(Aim of the exercise)
Extract all of the entries and set them down verbatim.

————

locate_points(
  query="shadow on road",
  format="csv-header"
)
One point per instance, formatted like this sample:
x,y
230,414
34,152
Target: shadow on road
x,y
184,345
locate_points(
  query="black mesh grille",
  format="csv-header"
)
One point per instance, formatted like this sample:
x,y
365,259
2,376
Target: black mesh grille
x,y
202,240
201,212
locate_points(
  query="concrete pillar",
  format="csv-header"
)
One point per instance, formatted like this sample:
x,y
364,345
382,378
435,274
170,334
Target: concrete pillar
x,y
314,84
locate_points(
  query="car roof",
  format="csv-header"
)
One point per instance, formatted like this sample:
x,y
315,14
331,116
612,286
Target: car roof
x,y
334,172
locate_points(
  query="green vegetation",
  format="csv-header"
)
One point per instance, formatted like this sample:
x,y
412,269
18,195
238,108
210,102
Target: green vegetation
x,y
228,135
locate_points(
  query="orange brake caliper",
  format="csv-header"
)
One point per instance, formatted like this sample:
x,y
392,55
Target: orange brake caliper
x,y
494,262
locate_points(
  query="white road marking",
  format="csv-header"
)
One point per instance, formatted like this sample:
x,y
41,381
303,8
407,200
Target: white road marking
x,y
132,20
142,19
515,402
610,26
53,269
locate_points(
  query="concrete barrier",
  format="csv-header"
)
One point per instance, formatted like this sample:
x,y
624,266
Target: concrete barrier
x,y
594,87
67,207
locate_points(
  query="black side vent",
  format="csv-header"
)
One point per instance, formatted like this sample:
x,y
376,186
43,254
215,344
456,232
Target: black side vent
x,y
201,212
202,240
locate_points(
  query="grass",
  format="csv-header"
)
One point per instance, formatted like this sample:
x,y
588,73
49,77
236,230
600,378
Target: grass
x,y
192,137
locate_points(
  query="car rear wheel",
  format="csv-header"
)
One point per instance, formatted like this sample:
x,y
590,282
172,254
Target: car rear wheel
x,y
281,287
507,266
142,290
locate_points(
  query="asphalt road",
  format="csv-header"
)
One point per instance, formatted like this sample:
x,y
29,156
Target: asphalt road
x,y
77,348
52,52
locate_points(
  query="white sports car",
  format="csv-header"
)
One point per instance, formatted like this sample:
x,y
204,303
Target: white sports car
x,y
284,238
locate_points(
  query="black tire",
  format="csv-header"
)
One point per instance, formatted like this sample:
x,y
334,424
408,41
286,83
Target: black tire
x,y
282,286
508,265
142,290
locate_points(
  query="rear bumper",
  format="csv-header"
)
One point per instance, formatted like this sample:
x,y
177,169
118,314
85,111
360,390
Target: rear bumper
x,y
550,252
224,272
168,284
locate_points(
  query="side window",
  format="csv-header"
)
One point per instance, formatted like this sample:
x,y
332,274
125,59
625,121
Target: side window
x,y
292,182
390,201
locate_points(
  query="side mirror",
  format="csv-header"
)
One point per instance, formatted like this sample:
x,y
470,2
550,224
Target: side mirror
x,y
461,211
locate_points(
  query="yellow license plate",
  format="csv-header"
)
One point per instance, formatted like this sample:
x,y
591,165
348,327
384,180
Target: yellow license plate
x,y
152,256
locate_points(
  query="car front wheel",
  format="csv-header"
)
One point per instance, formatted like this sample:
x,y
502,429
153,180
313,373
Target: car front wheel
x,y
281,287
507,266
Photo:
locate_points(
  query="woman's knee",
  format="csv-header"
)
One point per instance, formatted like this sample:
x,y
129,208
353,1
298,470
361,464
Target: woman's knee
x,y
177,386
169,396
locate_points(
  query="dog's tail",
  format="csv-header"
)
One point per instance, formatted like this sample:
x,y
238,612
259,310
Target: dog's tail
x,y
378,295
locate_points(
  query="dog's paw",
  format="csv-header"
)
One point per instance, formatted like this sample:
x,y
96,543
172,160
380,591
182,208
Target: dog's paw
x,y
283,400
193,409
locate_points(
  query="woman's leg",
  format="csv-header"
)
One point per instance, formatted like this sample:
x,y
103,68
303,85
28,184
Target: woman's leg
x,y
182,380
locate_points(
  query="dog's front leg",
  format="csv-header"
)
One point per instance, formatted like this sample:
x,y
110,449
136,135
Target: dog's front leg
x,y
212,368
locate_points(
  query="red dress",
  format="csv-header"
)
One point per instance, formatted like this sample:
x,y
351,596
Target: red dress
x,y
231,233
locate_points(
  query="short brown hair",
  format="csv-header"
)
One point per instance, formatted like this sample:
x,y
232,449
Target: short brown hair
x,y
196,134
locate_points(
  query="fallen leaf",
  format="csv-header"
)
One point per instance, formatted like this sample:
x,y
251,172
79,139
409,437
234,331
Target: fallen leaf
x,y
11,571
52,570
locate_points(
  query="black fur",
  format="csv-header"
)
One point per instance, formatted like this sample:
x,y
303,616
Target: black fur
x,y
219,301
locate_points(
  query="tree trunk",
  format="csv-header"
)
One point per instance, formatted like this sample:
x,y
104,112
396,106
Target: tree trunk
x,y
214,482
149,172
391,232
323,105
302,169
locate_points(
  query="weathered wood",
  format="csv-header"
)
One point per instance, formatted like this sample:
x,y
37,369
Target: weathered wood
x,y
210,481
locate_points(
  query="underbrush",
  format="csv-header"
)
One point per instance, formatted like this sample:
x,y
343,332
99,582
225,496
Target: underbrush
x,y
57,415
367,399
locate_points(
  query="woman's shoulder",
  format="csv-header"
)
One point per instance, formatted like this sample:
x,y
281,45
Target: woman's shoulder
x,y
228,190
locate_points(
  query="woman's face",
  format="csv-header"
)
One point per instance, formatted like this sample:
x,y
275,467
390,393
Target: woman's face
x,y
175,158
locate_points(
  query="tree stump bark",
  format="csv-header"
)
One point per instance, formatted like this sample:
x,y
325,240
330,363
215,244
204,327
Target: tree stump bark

————

(In response)
locate_points(
  query="shadow on road",
  format="csv-header"
)
One point per instance, formatted like this sample:
x,y
230,414
34,152
Target: shadow on road
x,y
184,345
locate_points(
  query="black mesh grille",
  format="csv-header"
)
One point per instance, formatted like this sample:
x,y
365,259
2,376
Target: black mesh grille
x,y
202,240
201,212
locate_points(
  query="concrete pillar",
  format="csv-header"
)
One point per instance, formatted like this sample:
x,y
364,345
382,378
435,274
170,334
Target: concrete pillar
x,y
314,84
locate_points(
  query="car roof",
  format="csv-header"
)
One point per instance, formatted like this sample:
x,y
315,14
331,116
612,286
Target: car roof
x,y
334,172
locate_points(
  query="green vegetation",
  format="csv-header"
)
One point per instance, formatted like this sample:
x,y
412,269
18,195
238,108
210,102
Target: green vegetation
x,y
228,135
locate_points(
  query="orange brake caliper",
  format="csv-header"
)
One point per instance, formatted like this sample:
x,y
392,55
Target: orange brake caliper
x,y
494,262
locate_points(
  query="white road marking",
  format="csv-header"
)
One point per instance, formatted like this sample:
x,y
41,381
303,8
407,200
Target: white road marking
x,y
132,20
142,19
515,402
610,26
53,269
locate_points(
  query="concrete barrier",
  format="csv-header"
)
One point per instance, formatted like this sample:
x,y
624,266
Target: concrete barrier
x,y
594,87
67,207
locate_points(
  query="black side vent",
  format="csv-header"
)
One point per instance, formatted like this sample:
x,y
376,186
43,254
215,344
456,232
Target: black side vent
x,y
201,212
202,240
locate_points(
  query="grass",
  format="csv-header"
)
One point per instance, formatted like this sample:
x,y
588,73
49,77
236,230
600,378
Target: grass
x,y
192,137
locate_points(
  query="car rear wheel",
  format="csv-header"
)
One point per instance, formatted like this sample:
x,y
590,282
172,254
Target: car rear wheel
x,y
281,287
507,266
142,290
locate_points(
  query="asphalt road",
  format="csv-header"
)
One point per instance, formatted like this sample:
x,y
29,156
Target: asphalt road
x,y
77,348
52,52
locate_points(
  query="white sports car",
  format="csv-header"
)
One point per instance, formatted like this sample:
x,y
204,303
Target: white sports car
x,y
284,238
locate_points(
  query="black tire",
  format="csv-header"
)
One point per instance, formatted like this sample:
x,y
334,424
408,41
286,83
Target: black tire
x,y
282,286
508,265
142,290
locate_points(
  query="rear bumper",
  format="csv-header"
)
One point per instance, formatted like this sample:
x,y
177,169
118,314
85,111
360,390
Target: rear bumper
x,y
550,252
224,272
168,284
locate_points(
  query="side window",
  format="csv-header"
)
One point per instance, formatted like this sample:
x,y
332,274
125,59
625,121
Target: side window
x,y
292,182
390,201
locate_points(
  query="side mirror",
  format="csv-header"
)
One point per instance, formatted like this sample:
x,y
470,2
550,224
Target: side mirror
x,y
461,211
locate_points(
  query="yellow license plate",
  format="csv-header"
)
One point per instance, formatted like this sample:
x,y
591,165
348,327
384,180
Target: yellow license plate
x,y
152,256
locate_points(
  query="car front wheel",
  format="csv-header"
)
One point per instance, formatted like this sample:
x,y
502,429
153,180
313,373
Target: car front wheel
x,y
281,287
507,266
Photo:
locate_points(
  query="woman's knee",
  format="csv-header"
)
One point per instance, formatted like this sample:
x,y
129,208
353,1
298,470
361,464
Target: woman's knee
x,y
177,386
169,396
locate_points(
  query="dog's tail",
  format="csv-header"
)
One point per instance, formatted like this sample:
x,y
238,612
259,310
Target: dog's tail
x,y
378,295
locate_points(
  query="dog's paw",
  format="csv-header"
)
One point per instance, formatted like this sample:
x,y
96,543
172,160
380,591
182,208
Target: dog's paw
x,y
283,400
193,409
locate_points(
  query="woman's leg",
  format="csv-header"
)
One point per instance, formatted like this sample:
x,y
103,68
303,85
28,184
Target: woman's leg
x,y
182,380
locate_points(
  query="dog's front leg",
  format="csv-header"
)
One point per instance, formatted like this sample:
x,y
110,449
136,135
Target: dog's front leg
x,y
212,368
locate_points(
  query="red dress",
  format="csv-header"
)
One point per instance, formatted like this sample:
x,y
351,596
Target: red dress
x,y
231,233
locate_points(
  query="short brown hair",
  format="csv-header"
)
One point per instance, formatted like this sample:
x,y
232,449
Target: short brown hair
x,y
196,134
locate_points(
  query="fallen leaf",
  format="csv-header"
)
One point per instance, formatted like this sample:
x,y
251,172
79,139
409,437
234,331
Target: fallen leaf
x,y
11,571
52,570
locate_points(
  query="black fur",
  format="csv-header"
)
One point per instance, formatted like this sample:
x,y
303,616
Target: black fur
x,y
219,301
locate_points(
  query="tree trunk",
  format="csv-header"
)
One point per instance, formatted like this sample:
x,y
104,112
396,106
Target: tree trunk
x,y
214,482
149,172
391,232
323,105
302,169
locate_points(
  query="weathered wood",
  format="csv-header"
)
One point per instance, formatted like this sample:
x,y
37,369
Target: weathered wood
x,y
210,481
locate_points(
  query="underbrush",
  format="csv-header"
)
One point per instance, formatted like this sample:
x,y
343,332
99,582
225,496
Target: underbrush
x,y
57,415
367,399
locate_points(
  query="woman's shoulder",
  format="csv-header"
)
One point per instance, formatted like this sample:
x,y
281,45
Target: woman's shoulder
x,y
228,190
locate_points(
  query="woman's face",
  format="csv-header"
)
One point per instance, formatted like this sample:
x,y
275,467
390,393
Target: woman's face
x,y
175,158
locate_points(
  query="tree stump bark",
  format="csv-header"
)
One point per instance, formatted like this sample:
x,y
325,240
330,363
215,244
204,327
Target: tree stump bark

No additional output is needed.